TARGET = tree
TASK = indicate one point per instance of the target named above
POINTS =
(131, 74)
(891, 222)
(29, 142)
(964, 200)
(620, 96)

EXERCISE: Write out each line of the rows above as a JSON list of strings, one string per line, and omit any blank lines.

EXERCISE OUTPUT:
[
  "TARGET = tree",
  "TASK = indicate one point per instance of the target named above",
  "POINTS =",
  "(131, 74)",
  "(891, 222)",
  "(29, 142)",
  "(964, 200)",
  "(620, 96)"
]